◆ ИСХОДНЫЙ ТЕКСТ ◆
Выбрать главу

Исповедь – не полный и в этом смысле не объективный рассказ о человеке, искренний, но не объемный, а односторонний, негативный. Не случайно существует тайна исповеди: есть опасность, что перечисление грехов люди примут за панорамную картину жизни и увидят в человеке воплощение одних пороков, или помыслы, часто приходящие извне, припишут его характеру и мировоззрению, а главное – осудят человека, не смогут покрыть его прегрешения любовью [9]. Многие читатели "Исповеди" приняли покаянную откровенность Толстого за объективность, и, возмутившись ее негативной односторонностью, осудили его. Толстой боялся, что такую же реакцию вызовет посмертная публикация его дневников, а потому в проекте завещания 1895 года он сначала просит уничтожить дневники его холостой жизни: "не потому, что я хотел бы скрыть от людей свою дурную жизнь: жизнь моя была обычная дрянная, с мирской точки зрения, жизнь беспринципных молодых людей, но потому, что эти дневники, в которых я записывал только то, что мучило меня сознанием греха, производят ложно одностороннее впечатление…" (53 , 15). Другими словами – односторонний покаянный срез сознания посчитают единственно существующим (что, заметим, случается и в читательской рецепции критического содержания литературы в целом, когда, например, сатирическим образам приписывается эпическая объемность).

◆ ВХОДНЫЕ ДАННЫЕ ◆

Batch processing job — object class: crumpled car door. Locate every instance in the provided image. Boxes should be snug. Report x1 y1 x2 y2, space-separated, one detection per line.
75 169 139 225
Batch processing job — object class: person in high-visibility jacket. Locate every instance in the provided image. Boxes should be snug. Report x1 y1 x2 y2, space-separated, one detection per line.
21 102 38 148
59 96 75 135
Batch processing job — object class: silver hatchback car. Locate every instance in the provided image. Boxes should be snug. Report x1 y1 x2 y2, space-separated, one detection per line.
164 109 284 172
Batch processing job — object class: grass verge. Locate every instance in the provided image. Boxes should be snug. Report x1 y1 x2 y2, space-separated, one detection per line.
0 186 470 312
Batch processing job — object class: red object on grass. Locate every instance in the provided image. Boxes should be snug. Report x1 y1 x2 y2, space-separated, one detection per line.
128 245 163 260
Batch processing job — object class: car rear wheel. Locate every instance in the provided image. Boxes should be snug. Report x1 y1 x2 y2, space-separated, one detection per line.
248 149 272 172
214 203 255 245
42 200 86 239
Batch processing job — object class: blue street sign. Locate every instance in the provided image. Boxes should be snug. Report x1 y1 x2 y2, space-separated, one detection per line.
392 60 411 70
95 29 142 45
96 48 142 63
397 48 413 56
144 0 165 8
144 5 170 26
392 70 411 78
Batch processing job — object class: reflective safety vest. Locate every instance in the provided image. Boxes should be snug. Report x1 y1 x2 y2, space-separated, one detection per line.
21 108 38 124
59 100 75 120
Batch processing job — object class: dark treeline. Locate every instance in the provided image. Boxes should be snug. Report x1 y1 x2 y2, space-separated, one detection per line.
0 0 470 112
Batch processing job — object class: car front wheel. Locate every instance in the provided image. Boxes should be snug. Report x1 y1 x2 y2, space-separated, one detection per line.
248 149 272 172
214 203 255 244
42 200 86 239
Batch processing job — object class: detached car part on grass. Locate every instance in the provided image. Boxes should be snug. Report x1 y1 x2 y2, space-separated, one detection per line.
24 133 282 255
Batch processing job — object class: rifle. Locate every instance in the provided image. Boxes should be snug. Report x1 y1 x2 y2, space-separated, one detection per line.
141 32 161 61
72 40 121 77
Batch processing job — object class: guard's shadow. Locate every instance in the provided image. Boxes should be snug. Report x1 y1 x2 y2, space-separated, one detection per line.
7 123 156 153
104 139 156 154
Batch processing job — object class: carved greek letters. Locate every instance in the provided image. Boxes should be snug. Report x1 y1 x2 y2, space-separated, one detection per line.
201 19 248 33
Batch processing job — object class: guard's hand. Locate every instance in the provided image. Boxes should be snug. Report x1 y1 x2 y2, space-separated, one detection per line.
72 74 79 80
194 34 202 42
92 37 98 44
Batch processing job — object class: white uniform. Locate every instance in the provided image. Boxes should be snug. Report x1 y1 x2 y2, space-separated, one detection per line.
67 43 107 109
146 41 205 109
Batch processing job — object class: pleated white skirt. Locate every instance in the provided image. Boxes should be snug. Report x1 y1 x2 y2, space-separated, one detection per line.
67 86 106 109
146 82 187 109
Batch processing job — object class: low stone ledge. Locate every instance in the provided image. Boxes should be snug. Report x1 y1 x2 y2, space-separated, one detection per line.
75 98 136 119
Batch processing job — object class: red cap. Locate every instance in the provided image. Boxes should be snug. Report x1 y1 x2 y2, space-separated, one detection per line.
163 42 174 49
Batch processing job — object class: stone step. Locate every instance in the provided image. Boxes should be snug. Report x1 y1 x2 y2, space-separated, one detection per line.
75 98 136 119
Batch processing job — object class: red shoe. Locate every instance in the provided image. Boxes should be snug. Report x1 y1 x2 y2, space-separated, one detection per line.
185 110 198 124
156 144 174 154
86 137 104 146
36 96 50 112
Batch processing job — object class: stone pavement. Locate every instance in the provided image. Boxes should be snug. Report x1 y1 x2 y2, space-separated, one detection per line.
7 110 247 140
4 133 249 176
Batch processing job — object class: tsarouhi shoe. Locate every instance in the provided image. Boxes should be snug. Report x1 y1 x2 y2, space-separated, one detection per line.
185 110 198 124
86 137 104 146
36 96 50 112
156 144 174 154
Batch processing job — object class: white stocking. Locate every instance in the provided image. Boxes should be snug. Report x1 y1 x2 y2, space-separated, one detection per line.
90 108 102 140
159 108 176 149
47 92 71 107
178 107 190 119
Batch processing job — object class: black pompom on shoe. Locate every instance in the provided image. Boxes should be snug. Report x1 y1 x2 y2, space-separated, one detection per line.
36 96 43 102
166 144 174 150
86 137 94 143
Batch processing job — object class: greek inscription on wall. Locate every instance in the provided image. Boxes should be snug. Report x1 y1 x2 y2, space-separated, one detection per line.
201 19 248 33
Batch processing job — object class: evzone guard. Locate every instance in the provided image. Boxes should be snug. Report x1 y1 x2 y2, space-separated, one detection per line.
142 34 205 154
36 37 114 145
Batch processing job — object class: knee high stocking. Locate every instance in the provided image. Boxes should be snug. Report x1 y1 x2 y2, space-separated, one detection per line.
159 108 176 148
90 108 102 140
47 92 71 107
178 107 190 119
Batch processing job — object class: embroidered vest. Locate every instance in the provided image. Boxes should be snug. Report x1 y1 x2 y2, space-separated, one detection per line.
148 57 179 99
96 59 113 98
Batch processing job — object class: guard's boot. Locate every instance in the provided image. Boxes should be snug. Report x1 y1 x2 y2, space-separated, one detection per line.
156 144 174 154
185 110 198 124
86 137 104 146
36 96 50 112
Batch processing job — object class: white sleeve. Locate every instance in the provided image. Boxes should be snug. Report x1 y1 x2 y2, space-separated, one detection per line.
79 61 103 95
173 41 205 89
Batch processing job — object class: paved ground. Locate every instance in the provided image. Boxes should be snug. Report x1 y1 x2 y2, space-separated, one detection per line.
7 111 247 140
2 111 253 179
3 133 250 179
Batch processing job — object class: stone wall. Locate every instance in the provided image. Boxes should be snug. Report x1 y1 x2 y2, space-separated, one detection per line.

◆ ЗАДАНИЯ ◆
1) Изложите в виде краткого списка абзац текста, начинающийся словами «Исповедь – не полный», сохранив его основные факты.
2) Соберите все строки, содержащие слово «guard», с учетом регистра букв и перепишите каждую из них без изменений.
Текст и строки получены из разных источников.

◆ ОЖИДАЕМЫЕ РЕЗУЛЬТАТЫ ◆
1)
- Исповедь представляет собой искренний, но односторонний и негативный рассказ о человеке, а не полный и объективный.
- Тайна исповеди существует потому, что перечень грехов могут принять за панорамную картину жизни. Приходящие извне помыслы могут приписать характеру человека, а самого человека осудить, не покрыв его прегрешения любовью.
- Многие читатели «Исповеди» приняли покаянную откровенность Толстого за объективность и осудили его.
- Толстой опасался такой же реакции на посмертную публикацию своих дневников. Поэтому в проекте завещания 1895 года он просил уничтожить дневники холостой жизни, так как они производят ложно одностороннее впечатление.
- Иными словами, односторонний покаянный срез сознания сочтут единственно существующим. То же происходит при восприятии критической литературы, когда сатирическим образам приписывают эпическую объемность.

2)
Batch processing job — object class: guard's shadow. Locate every instance in the provided image. Boxes should be snug. Report x1 y1 x2 y2, space-separated, one detection per line.
Batch processing job — object class: guard's hand. Locate every instance in the provided image. Boxes should be snug. Report x1 y1 x2 y2, space-separated, one detection per line.
Batch processing job — object class: evzone guard. Locate every instance in the provided image. Boxes should be snug. Report x1 y1 x2 y2, space-separated, one detection per line.
Batch processing job — object class: guard's boot. Locate every instance in the provided image. Boxes should be snug. Report x1 y1 x2 y2, space-separated, one detection per line.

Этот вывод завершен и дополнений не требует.